Selected excerpt:
★ ★ ★ ★ ★ ★ ★

Opinion
MEMORANDUM ON MOTION FOR RECONSIDERATION
ALAN JAROSLOVSKY, Bankruptcy Judge
Secured creditor GMAC Mortgage, LLC, holds a first deed of trust on the debtors' real property at 2501 McMillan Street, Napa, California. Debtors Jose and Venedita Acosta have proposed a Chapter 13 plan which provides:
Debtors shall make adequate protection payments, to the Trustee, in the sum of $1, 874.41. Principal shall be paid in one installment upon Debtors' refinance or sale of the Real Property. Such refinance or sale shall occur between 48 and 60 months of the effective date of the Plan and, at such time, the adequate protection payments shall cease and Debtors' monthly Chapter 13 Plan payment shall decease accordingly.
The property is rental or investment property, not the debtors' residence, so that the anti-modification provisions of § 1322(b)(2) of the Bankruptcy Code do not apply. GMAC originally argued that the form of modification the debtors propose is not permissible, relying on In re Enewally , 368 F.3d 1165, 1171 (9th Cir. 2004), which holds that when a secured creditor's rights are being modified by a Chapter 13 plan the modified payments cannot extend beyond the 60-month maximum life of a Chapter 13 plan. The court found that the debtors had avoided the effect of Enewally because GMAC is to be paid in full within 60 months. However, in avoiding Enewally the debtors ran into another problem: by proposing a balloon payment at the end, their plan violated the "equal payments" provision of §1325(a)(5)(B)(iii)(I) added by Congress in 2005. Finding confirmation barred by this section, the court sustained GMAC's objection. The debtors have now moved for reconsideration.

★ ★ ★ ★ ★ ★ ★

(Stored data entries)
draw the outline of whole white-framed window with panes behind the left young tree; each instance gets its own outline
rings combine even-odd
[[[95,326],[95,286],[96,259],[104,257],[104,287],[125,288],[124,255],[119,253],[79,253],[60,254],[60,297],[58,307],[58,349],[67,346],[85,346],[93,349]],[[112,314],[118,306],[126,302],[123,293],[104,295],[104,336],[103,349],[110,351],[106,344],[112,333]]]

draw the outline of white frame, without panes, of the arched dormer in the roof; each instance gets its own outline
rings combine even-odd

★ ★ ★ ★ ★ ★ ★

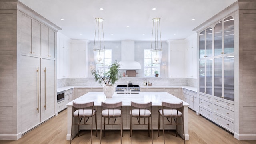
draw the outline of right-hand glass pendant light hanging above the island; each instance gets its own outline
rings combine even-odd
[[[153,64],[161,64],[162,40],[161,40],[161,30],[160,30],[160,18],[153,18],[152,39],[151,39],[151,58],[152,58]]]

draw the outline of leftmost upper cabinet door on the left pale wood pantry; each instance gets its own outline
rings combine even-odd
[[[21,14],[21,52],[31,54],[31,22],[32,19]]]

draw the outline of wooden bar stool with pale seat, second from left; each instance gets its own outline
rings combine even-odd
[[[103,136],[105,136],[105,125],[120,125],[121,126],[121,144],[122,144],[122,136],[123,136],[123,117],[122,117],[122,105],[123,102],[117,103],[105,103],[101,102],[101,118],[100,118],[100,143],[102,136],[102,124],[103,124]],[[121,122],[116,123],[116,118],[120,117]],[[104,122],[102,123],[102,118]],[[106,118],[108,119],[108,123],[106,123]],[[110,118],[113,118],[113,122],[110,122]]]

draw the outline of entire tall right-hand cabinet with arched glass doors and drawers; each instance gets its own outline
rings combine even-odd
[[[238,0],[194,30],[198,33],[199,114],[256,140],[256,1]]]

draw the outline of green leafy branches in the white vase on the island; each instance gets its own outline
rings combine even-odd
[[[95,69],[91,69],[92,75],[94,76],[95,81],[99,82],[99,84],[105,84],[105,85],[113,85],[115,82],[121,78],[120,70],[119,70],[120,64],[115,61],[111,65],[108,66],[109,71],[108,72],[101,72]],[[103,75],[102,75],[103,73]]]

★ ★ ★ ★ ★ ★ ★

Tasks for this exercise:
• a. According to the bankruptcy memorandum, what is the address of the property on which GMAC Mortgage, LLC, holds a first deed of trust?
• b. Continue the bankruptcy memorandum, picking up after its final sentence.
These items are separate material, distinct from the bankruptcy memorandum.

Responses to the exercise:
• a. 2501 McMillan Street, Napa, California.

• b.
Section 1325(a)(5)(B)(iii)(I) provides that if the plan calls for payments to a secured creditor, those payments shall be in equal monthly amounts. This provision eliminates the sort of plan the debtors have proposed with "adequate protection" payments for a few years and a balloon payment at the end. As the court noted in rejecting this sort of plan in In re Hamilton , 401 B.R. 539, 543 (1st Cir. BAP 2009):
Overwhelmingly, courts have held that by its very terms, a balloon payment is not equal to the payment that preceded it, and thus violates § 1325(a)(5)(B)(iii)(I) with respect to periodic payments on a secured claim under a chapter 13 plan. See In re Carman , 2008 WL 2909863, at *1 (Bankr.D.Mass. July 25, 2008); In re Wallace , 2007 WL 3531551 (Bankr.M.D. N.C. Nov. 12, 2007); In re Luckett , 2007 WL 3125278, at *2; In re Newberry , 2007 WL 2029312, at *3-4 (Bankr.D.Vt. July 10, 2007); In re Lemieux , 347 B.R. 460, 463 (Bankr.D.Mass.2006); In re Wagner , 342 B.R. 766, 772 (Bankr.E.D.Tenn.2006); In re DeSardi , 340 B.R. 790, 805 (Bankr.S.D.Tex.2006); see also William J. McLeod, Trick or Treat: A (Not-So)-Scary Look at Equal Monthly Payments Under § 1325(a)(5), 24-Oct. Am. Bankr.Inst. J. 14 (2008); but see In re Davis , 343 B.R. 326, 328 (Bankr.M.D.Fla.2006). Here, the Debtor's plan provides for a balloon payment at or near completion of the plan. By its very terms, the balloon payment is not equal to the preceding payments and therefore it is prohibited by § 1325(a)(5)(B)(iii)(I).
The court elected to follow Hamilton , which at the time was the only reported appellate case on the issue. The debtors now seek reconsideration, relying on two bankruptcy court decisions, In re Hill , 397 B.R. 259 (Bkrtcy. M.D. N.C. 2007), and In re DeSardi, 340 B.R. 790 (Bkrtcy. S.D. Tex. 2006). However, neither of these cases dealt with a balloon payment due four years after confirmation. Both cases merely held that §1325(a)(5)(B)(iii)(I) is not violated merely because a few "adequate protection" payments were made before regular monthly payments stretching out for a period of years began. To the extent not distinguishable, the court does not find them persuasive.
The district court in In re Rivera , 2008 WL 1957896 (N.D.Ill.2008), has reached the same conclusion.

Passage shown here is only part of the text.